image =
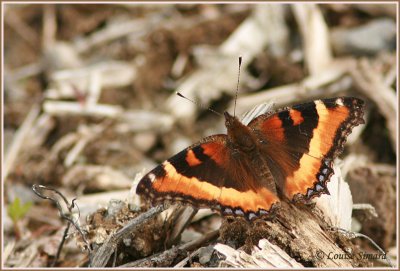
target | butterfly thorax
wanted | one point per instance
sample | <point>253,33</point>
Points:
<point>239,135</point>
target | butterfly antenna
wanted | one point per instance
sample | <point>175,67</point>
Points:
<point>198,104</point>
<point>237,86</point>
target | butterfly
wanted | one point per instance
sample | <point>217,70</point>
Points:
<point>283,154</point>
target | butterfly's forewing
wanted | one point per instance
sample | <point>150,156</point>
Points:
<point>300,143</point>
<point>205,175</point>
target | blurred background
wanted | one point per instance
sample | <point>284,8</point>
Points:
<point>89,100</point>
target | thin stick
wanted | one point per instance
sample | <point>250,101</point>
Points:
<point>237,86</point>
<point>104,253</point>
<point>60,246</point>
<point>198,104</point>
<point>170,255</point>
<point>70,220</point>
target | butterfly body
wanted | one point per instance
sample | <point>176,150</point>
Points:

--

EXERCISE REQUIREMENTS |
Could you reproduce the lines above, from the one that holds "target | butterfly antenna" through the last, exactly as they stand?

SOLUTION |
target | butterfly antenna
wanted | one point per instance
sample | <point>175,67</point>
Points:
<point>198,104</point>
<point>237,86</point>
target | butterfly
wanted | one point per instance
sample | <point>217,70</point>
Points:
<point>283,154</point>
target | butterfly's forewing
wanted | one point per instance
sample | <point>150,156</point>
Points:
<point>300,143</point>
<point>205,175</point>
target | blurred background
wanted | one point per instance
sample | <point>284,8</point>
Points:
<point>89,100</point>
target | thin stick
wanted | one point per instance
sample | <point>250,101</point>
Points:
<point>237,86</point>
<point>104,253</point>
<point>60,246</point>
<point>198,104</point>
<point>170,255</point>
<point>70,220</point>
target | butterfly body
wanted | one point per instance
sample | <point>176,150</point>
Points:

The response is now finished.